(Collection entries)
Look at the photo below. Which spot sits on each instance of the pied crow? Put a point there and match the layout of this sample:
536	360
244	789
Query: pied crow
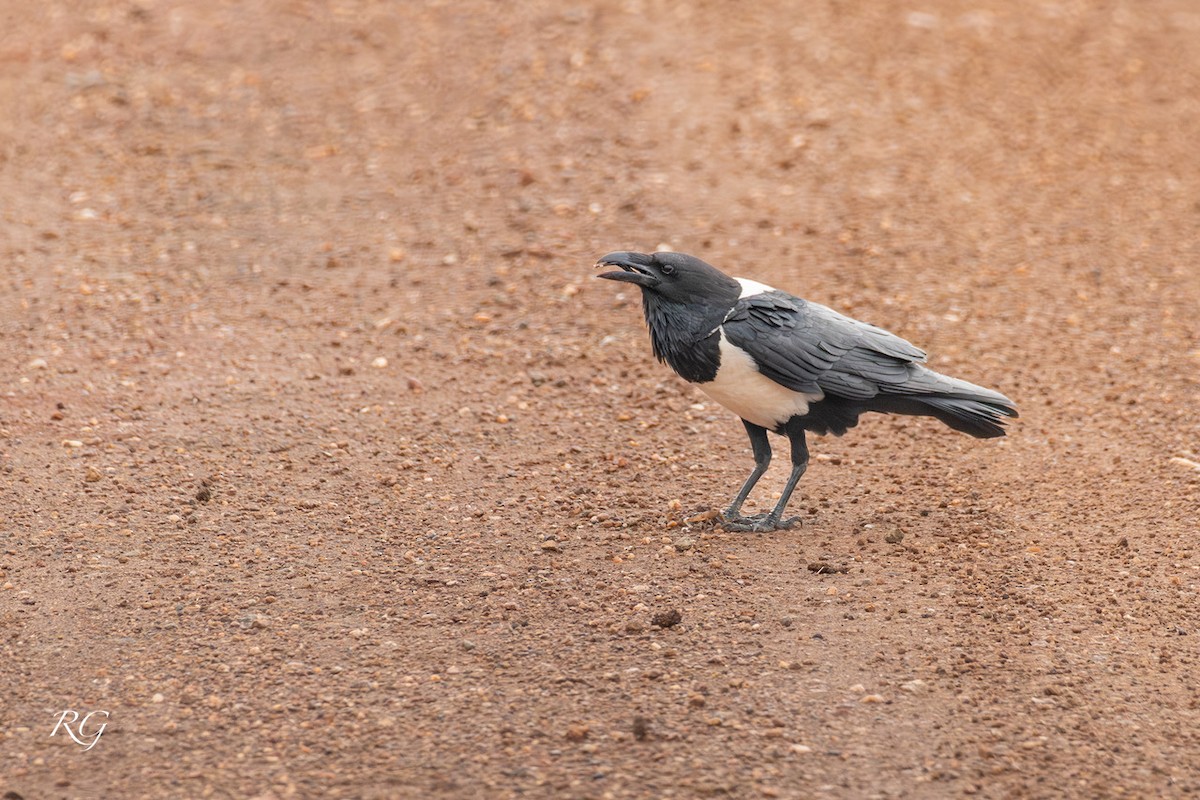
789	366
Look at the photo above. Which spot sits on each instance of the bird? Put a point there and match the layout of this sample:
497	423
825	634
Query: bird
789	366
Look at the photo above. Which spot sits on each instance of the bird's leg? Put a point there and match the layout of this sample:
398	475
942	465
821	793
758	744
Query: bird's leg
761	447
774	521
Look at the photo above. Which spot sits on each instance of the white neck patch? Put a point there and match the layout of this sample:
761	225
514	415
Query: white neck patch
750	288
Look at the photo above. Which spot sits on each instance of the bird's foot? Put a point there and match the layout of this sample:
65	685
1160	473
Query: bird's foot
760	523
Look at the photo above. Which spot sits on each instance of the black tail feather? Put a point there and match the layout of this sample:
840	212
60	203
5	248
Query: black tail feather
983	419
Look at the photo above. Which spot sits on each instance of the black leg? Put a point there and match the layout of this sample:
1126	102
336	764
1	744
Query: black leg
773	521
761	447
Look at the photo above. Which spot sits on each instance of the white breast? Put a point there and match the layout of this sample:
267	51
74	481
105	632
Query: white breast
742	389
753	287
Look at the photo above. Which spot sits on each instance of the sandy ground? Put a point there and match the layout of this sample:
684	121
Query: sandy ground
327	469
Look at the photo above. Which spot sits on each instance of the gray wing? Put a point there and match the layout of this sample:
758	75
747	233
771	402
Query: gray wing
810	348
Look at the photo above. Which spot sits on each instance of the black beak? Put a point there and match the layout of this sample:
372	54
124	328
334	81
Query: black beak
635	268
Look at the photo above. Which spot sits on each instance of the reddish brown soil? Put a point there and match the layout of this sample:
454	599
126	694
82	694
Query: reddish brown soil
329	471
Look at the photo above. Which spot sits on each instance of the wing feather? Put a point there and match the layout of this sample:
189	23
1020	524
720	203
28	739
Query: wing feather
809	348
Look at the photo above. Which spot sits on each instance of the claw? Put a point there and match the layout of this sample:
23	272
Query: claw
760	523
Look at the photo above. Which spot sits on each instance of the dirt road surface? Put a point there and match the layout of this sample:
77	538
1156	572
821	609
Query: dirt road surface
328	470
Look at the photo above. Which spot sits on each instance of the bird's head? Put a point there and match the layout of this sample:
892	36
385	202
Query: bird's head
671	277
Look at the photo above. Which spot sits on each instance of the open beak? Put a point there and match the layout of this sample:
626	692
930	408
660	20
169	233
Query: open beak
635	268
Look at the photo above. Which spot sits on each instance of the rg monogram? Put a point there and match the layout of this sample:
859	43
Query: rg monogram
79	735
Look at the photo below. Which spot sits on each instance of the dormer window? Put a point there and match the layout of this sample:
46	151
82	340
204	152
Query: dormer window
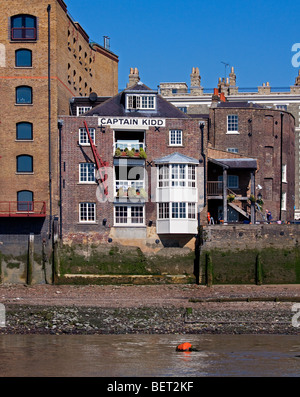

> [TASK TO CARRY OUT]: Your answer should be each line from the entries that includes the string "dormer".

> [TASK RESULT]:
Look at the photo below. Which spot sits on each instance of the dormer window? Put a point there and match the layout of this sample:
Query: dormer window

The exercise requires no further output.